§ **Provided material**
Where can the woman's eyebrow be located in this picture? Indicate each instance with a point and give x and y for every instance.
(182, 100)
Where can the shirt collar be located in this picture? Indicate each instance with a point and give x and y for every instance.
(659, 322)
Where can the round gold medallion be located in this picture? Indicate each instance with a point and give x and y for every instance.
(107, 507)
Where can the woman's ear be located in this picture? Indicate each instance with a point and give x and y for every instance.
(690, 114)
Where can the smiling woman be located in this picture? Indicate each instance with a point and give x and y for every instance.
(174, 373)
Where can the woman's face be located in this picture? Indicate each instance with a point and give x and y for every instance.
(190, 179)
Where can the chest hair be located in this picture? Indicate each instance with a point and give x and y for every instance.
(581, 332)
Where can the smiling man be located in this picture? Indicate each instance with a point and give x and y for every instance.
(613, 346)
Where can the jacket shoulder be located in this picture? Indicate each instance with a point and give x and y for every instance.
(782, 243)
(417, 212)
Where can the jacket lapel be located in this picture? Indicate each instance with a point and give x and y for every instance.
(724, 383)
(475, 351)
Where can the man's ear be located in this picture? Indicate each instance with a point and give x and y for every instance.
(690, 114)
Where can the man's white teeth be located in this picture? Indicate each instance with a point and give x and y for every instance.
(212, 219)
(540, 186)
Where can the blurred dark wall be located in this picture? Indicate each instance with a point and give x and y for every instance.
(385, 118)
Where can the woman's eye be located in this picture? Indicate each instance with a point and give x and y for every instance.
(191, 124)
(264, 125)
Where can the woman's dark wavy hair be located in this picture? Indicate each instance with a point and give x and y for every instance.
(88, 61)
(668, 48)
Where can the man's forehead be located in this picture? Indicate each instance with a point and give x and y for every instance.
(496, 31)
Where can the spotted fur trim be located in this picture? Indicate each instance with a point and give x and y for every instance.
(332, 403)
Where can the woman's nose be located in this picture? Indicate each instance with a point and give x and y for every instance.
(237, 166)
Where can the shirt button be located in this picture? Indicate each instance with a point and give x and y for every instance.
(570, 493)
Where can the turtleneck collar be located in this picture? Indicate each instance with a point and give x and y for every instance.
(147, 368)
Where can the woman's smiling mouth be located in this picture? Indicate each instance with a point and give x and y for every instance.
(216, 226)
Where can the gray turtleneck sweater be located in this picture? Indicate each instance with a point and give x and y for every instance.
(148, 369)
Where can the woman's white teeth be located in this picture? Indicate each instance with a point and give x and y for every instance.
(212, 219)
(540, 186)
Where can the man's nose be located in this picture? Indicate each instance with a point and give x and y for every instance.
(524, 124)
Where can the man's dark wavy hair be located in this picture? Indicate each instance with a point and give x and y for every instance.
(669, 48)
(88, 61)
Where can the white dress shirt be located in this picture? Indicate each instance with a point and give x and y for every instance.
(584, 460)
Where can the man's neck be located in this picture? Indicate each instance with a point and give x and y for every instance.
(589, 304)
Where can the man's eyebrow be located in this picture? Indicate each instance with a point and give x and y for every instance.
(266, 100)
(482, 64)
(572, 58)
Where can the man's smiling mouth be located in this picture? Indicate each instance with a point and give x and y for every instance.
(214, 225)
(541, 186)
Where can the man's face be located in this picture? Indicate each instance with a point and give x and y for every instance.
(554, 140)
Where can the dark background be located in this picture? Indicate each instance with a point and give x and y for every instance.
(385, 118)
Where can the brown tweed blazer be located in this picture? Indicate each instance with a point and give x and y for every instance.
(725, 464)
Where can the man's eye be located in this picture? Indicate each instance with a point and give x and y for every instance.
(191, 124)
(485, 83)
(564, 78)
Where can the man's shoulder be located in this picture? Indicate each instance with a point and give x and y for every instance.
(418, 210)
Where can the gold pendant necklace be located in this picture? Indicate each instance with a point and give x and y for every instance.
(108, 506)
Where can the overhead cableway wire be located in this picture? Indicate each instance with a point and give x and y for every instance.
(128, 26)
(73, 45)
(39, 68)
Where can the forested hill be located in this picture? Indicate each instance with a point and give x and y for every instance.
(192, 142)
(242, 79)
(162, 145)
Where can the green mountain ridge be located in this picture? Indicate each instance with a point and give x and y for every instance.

§ **Exercise objective**
Write the whole listing out again exactly.

§ **Result of the exercise**
Where can the woman's eyebrow be located in this picture? Indicate each instance with a point and give x and y for every instance.
(182, 100)
Where can the shirt collar be located in this picture? Indicate each instance with a point and give x and y for every instance.
(659, 322)
Where can the round gold medallion be located in this picture? Indicate each instance with a point and give x and y for every instance.
(107, 507)
Where can the woman's ear be located in this picture? Indicate each instance with a point and give x and y for every instance.
(690, 114)
Where can the smiling woman be located in this picture? Indicate each instance with a point and give x and y for every instance.
(174, 373)
Where can the woman's face be located in this picture? Indicate each instance with a point and give x and y for every instance.
(190, 179)
Where can the chest hair be located in this picture? Indicate each instance with a point and give x and y for every instance.
(581, 332)
Where can the smiling man be located in this picture? Indicate each instance with a point and give x and y for every instance.
(613, 346)
Where can the jacket shoulder be located in this picture? Indicate each instance with a point and give x and y for every instance.
(782, 243)
(417, 212)
Where can the jacket lapel be located in this picture? Indicate each instance with a point and give x and y for every instance.
(724, 383)
(475, 351)
Where can the man's ear be located in this picture? Indicate each instance with a point and give x and y for every instance.
(690, 114)
Where can the man's white teeth be located in this picture? Indicate each instance with a point and give x and y for every instance.
(212, 219)
(540, 186)
Where can the blurred dark wall be located in this picture? Indicate each instance with a point and give x and y for every instance.
(385, 118)
Where can the woman's eye be located in this picture? Indicate each instance with a point and give x and y for every instance.
(191, 124)
(264, 125)
Where can the woman's dark wavy hair be located in this picture? Indicate each instance with a point and give x and y for every instance.
(88, 61)
(668, 48)
Where can the man's forehead be located in this picture? Indicate each instance with a point and give x and y for every instance.
(496, 31)
Where can the spotted fur trim be located in this picture? Indicate each instance with a point and give x and y for every instance.
(332, 403)
Where can the woman's nose be located in this picture? Indicate each instance with a point and give x and y for every instance.
(237, 166)
Where can the shirt button be located in this picture? Indicate each instance with a point and give x and y for every instance.
(570, 493)
Where can the turtleneck collar be located in this picture? Indicate each instance with a point and give x and y for every instance.
(147, 368)
Where can the woman's smiling mouth be located in this picture? Indicate each instance with a point and give x and y for every instance.
(216, 226)
Where can the gray turtleneck sweater be located in this picture? Indicate each instance with a point and give x and y for every instance.
(148, 369)
Where can the woman's white teeth be located in this picture? Indicate each instance with a point and give x and y for every instance.
(212, 219)
(540, 186)
Where can the man's nose be located in this picture? Indicate each instance with a point and give x and y for every instance.
(524, 124)
Where can the man's dark wavy hair be located in this picture? Indicate each instance with a point and give x and y for every instance.
(669, 48)
(88, 61)
Where can the white dress shirt be located in this picture? Indicate each instance with a point and give x and y for every instance.
(584, 460)
Where can the man's neck be located in this picture? Indicate each instance with a point and give x and y for every instance.
(589, 304)
Where can the man's eyebrow be located in this picture? Indicate each instance with a point and give x and y for every instance.
(266, 100)
(482, 64)
(572, 58)
Where can the man's smiling mouth be located in this picture? Indicate each instance with a point and give x and y for every instance.
(214, 225)
(541, 186)
Where can the man's face be located in this picture? Indicate each instance with a point and give x and y for every instance.
(554, 140)
Where can the dark background be located in this picture? Indicate each instance with a point and give x and y for every instance.
(385, 118)
Where can the brown tweed blazer be located in this picture? Indicate each instance with a point and give x and y for every instance.
(725, 464)
Where can the man's eye be located in this picture? Indicate each instance with a point and give x and y for every instance.
(191, 124)
(485, 83)
(564, 78)
Where can the man's shoulder be located in this picture? Indicate each instance with a point and give x and y for every instance.
(418, 210)
Where can the gold pendant necklace be located in this picture? Indicate each instance with a point and give x and y for every instance.
(108, 506)
Where can the overhead cableway wire be located in this picture? Indicate each instance with a point and give x and y for every instance.
(128, 26)
(73, 45)
(39, 68)
Where can the forested hill be located in this picture? Indicate each instance with a point and give x and y for every instance.
(192, 142)
(242, 79)
(162, 145)
Where can the green mountain ridge be located in this picture? Indicate each instance with a point and give x and y for every instance.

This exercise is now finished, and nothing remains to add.